→ **Goal of the exercise**: Repeat the records below, swapping every "Report" for "List" and changing nothing else. Leave the pictures out of your answer.

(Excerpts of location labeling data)
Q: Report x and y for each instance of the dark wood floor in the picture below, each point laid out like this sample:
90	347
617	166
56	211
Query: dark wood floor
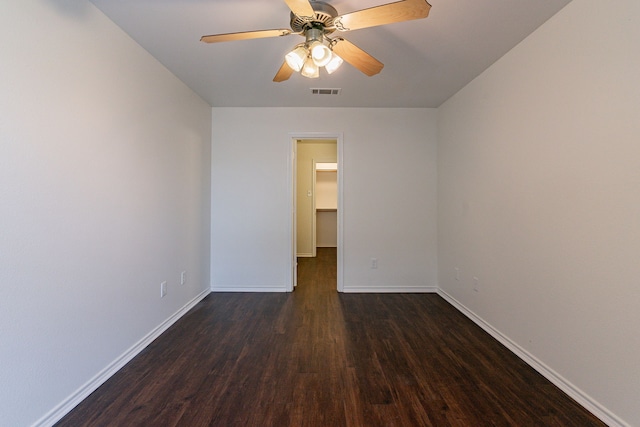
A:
318	358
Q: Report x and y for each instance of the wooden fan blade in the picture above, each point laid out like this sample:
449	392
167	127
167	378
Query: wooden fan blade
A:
283	73
301	8
357	57
404	10
245	35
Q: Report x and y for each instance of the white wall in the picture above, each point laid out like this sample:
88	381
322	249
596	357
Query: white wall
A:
104	193
389	173
539	187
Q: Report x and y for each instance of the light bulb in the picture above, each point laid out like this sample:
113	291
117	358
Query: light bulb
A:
334	63
310	69
320	54
296	58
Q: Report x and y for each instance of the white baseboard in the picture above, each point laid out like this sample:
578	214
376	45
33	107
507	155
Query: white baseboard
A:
249	289
90	386
562	383
390	290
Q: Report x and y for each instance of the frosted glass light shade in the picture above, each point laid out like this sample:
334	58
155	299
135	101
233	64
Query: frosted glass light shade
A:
310	69
296	58
334	63
320	54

→ **Complete answer**:
Q: List x and y for each instance of the dark wood floor in the picture below, each point laid out like this sample:
90	347
617	166
56	211
Query: dark wood floor
A:
318	358
Q: List x and y for each instance of the wooden fan blade in the picture above, each point laid out like this sample:
449	392
167	127
167	378
Query: wooden fan blade
A:
283	73
301	8
357	57
404	10
245	35
Q: List x and y for each instance of the white wall in the picture above, each point laid out like this sample:
88	381
322	249
596	357
Query: white wall
A:
104	193
389	173
539	187
Q: List x and y for each instance of the light bulb in the picture above, each point laid out like this sample:
113	291
117	358
Query: light bulb
A:
334	63
310	69
320	54
296	58
Q: List x and y for each instance of the white baseboard in the picture above, each point laid out like this sample:
578	214
376	45
33	107
507	155
Query: white baseboard
A:
249	289
90	386
562	383
390	290
Q: List x and y for each instance of the frosted glass light shade in the picture above, each point laid out like this sample:
334	58
155	299
135	101
233	64
Query: frosted glass light shade
A:
310	69
296	58
334	63
320	54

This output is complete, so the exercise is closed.